# PROBLEM REQUIREMENTS
A word-for-word copy of the data is what's wanted; pictures stay out of it.

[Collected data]
BEGIN

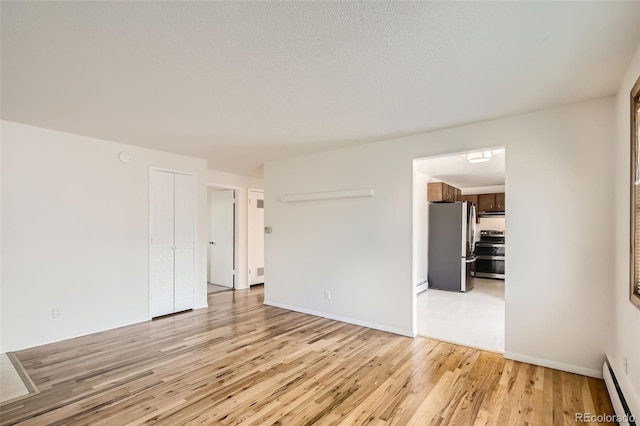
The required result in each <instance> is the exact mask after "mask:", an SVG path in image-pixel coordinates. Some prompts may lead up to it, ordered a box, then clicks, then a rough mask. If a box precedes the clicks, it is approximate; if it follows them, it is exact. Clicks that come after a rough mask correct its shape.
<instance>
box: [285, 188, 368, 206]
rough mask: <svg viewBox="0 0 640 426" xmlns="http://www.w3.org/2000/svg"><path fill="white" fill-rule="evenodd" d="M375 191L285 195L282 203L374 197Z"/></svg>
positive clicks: (356, 190) (290, 202) (360, 189)
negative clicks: (350, 198) (299, 201)
mask: <svg viewBox="0 0 640 426" xmlns="http://www.w3.org/2000/svg"><path fill="white" fill-rule="evenodd" d="M374 195H375V190H374V189H373V188H362V189H347V190H344V191H328V192H312V193H309V194H291V195H283V196H281V197H280V201H282V202H284V203H294V202H298V201H316V200H333V199H338V198H360V197H373V196H374Z"/></svg>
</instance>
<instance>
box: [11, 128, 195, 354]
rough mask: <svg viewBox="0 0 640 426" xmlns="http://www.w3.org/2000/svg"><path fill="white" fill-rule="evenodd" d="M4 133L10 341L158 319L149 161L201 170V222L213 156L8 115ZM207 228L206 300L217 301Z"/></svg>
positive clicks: (163, 165)
mask: <svg viewBox="0 0 640 426" xmlns="http://www.w3.org/2000/svg"><path fill="white" fill-rule="evenodd" d="M1 132H2V133H1V135H2V148H3V152H2V229H3V231H4V233H3V235H2V314H1V316H2V337H1V340H2V350H3V351H13V350H18V349H23V348H27V347H32V346H36V345H41V344H45V343H49V342H54V341H58V340H63V339H67V338H71V337H76V336H80V335H85V334H89V333H93V332H96V331H101V330H106V329H111V328H115V327H119V326H123V325H127V324H132V323H136V322H140V321H145V320H148V319H149V274H148V267H149V266H148V265H149V263H148V258H149V256H148V237H149V220H148V218H149V208H148V205H149V168H150V167H160V168H166V169H172V170H177V171H185V172H192V173H196V174H197V182H198V187H197V188H198V194H197V201H198V210H197V211H198V222H197V227H198V231H200V230H201V229H208V225H207V216H208V214H207V208H206V186H205V183H206V179H207V175H206V170H207V167H206V161H205V160H200V159H196V158H191V157H185V156H180V155H175V154H169V153H164V152H160V151H153V150H149V149H144V148H138V147H134V146H129V145H123V144H118V143H113V142H108V141H103V140H98V139H92V138H87V137H83V136H76V135H71V134H67V133H61V132H56V131H51V130H47V129H41V128H36V127H31V126H25V125H21V124H17V123H11V122H6V121H3V122H2V130H1ZM122 151H126V152H128V153H129V154H131V156H132V157H133V161H131V163H129V164H123V163H121V162H120V161H119V160H118V153H119V152H122ZM201 234H202V232H198V238H197V247H196V256H197V257H196V278H197V282H196V294H195V303H196V307H205V306H207V299H206V272H207V271H206V253H207V250H206V242H207V240H206V239H203V238H201ZM54 306H57V307H60V308H61V309H62V316H61V318H59V319H55V320H53V319H52V307H54Z"/></svg>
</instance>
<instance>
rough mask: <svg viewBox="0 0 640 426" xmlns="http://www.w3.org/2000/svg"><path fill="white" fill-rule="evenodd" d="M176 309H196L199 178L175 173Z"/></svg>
mask: <svg viewBox="0 0 640 426" xmlns="http://www.w3.org/2000/svg"><path fill="white" fill-rule="evenodd" d="M174 194H175V204H174V211H175V217H174V223H175V233H174V238H175V240H174V241H175V247H176V249H175V278H174V279H175V302H174V303H175V306H174V307H175V312H180V311H184V310H187V309H193V305H194V297H193V293H194V287H195V214H196V211H195V196H196V178H195V176H190V175H182V174H176V175H175V193H174Z"/></svg>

END

# SOLVED EXERCISE
The required result in each <instance> is the exact mask after "mask:", an SVG path in image-pixel coordinates. Some prompts may lead up to it, ordered a box, then clicks, then a rough mask. If a box precedes the clicks, it is approximate; if it follows them, it is exact. Clicks that come after a rough mask correct its shape.
<instance>
box: [285, 188, 368, 206]
rough mask: <svg viewBox="0 0 640 426" xmlns="http://www.w3.org/2000/svg"><path fill="white" fill-rule="evenodd" d="M375 191L285 195L282 203L374 197Z"/></svg>
positive clicks: (356, 190) (290, 202) (360, 189)
negative clicks: (350, 198) (299, 201)
mask: <svg viewBox="0 0 640 426" xmlns="http://www.w3.org/2000/svg"><path fill="white" fill-rule="evenodd" d="M374 195H375V190H374V189H373V188H362V189H347V190H344V191H328V192H312V193H309V194H291V195H283V196H281V197H280V201H282V202H284V203H294V202H298V201H316V200H333V199H338V198H360V197H373V196H374Z"/></svg>
</instance>
<instance>
box: [11, 128, 195, 354]
rough mask: <svg viewBox="0 0 640 426" xmlns="http://www.w3.org/2000/svg"><path fill="white" fill-rule="evenodd" d="M4 133L10 341L158 319L149 161L201 170V222L213 156L8 115ZM207 228L206 300L217 301Z"/></svg>
positive clicks: (163, 165)
mask: <svg viewBox="0 0 640 426" xmlns="http://www.w3.org/2000/svg"><path fill="white" fill-rule="evenodd" d="M1 132H2V133H1V135H2V148H3V152H2V229H3V231H4V233H3V235H2V314H1V316H2V337H1V340H2V350H3V351H13V350H18V349H23V348H27V347H32V346H36V345H41V344H45V343H49V342H54V341H58V340H63V339H67V338H71V337H76V336H80V335H85V334H89V333H93V332H96V331H101V330H106V329H111V328H115V327H119V326H123V325H127V324H132V323H136V322H140V321H145V320H148V319H149V274H148V267H149V266H148V265H149V263H148V258H149V256H148V237H149V220H148V218H149V208H148V205H149V168H150V167H160V168H166V169H172V170H177V171H185V172H192V173H196V174H197V182H198V187H197V188H198V194H197V201H198V210H197V211H198V222H197V227H198V231H200V230H201V229H208V225H207V216H208V214H207V208H206V186H205V183H206V179H207V175H206V170H207V167H206V161H205V160H200V159H196V158H191V157H185V156H180V155H175V154H169V153H164V152H160V151H153V150H149V149H144V148H138V147H134V146H129V145H123V144H118V143H113V142H108V141H103V140H98V139H92V138H87V137H83V136H76V135H71V134H67V133H61V132H56V131H51V130H47V129H41V128H36V127H31V126H25V125H21V124H17V123H11V122H6V121H3V122H2V130H1ZM122 151H126V152H128V153H129V154H131V156H132V157H133V161H131V163H129V164H123V163H121V162H120V161H119V160H118V153H119V152H122ZM201 234H202V232H198V238H197V247H196V256H197V257H196V278H197V282H196V294H195V303H196V307H205V306H207V299H206V272H207V271H206V253H207V250H206V242H207V240H206V239H203V238H201ZM54 306H57V307H60V308H61V309H62V316H61V318H59V319H55V320H53V319H52V307H54Z"/></svg>
</instance>
<instance>
rough mask: <svg viewBox="0 0 640 426" xmlns="http://www.w3.org/2000/svg"><path fill="white" fill-rule="evenodd" d="M176 309H196L199 178L175 173Z"/></svg>
mask: <svg viewBox="0 0 640 426" xmlns="http://www.w3.org/2000/svg"><path fill="white" fill-rule="evenodd" d="M174 194H175V204H174V211H175V217H174V223H175V233H174V238H175V240H174V241H175V247H176V249H175V278H174V279H175V302H174V303H175V306H174V307H175V312H180V311H184V310H187V309H193V305H194V297H193V293H194V287H195V214H196V211H195V196H196V178H195V176H190V175H182V174H176V175H175V193H174Z"/></svg>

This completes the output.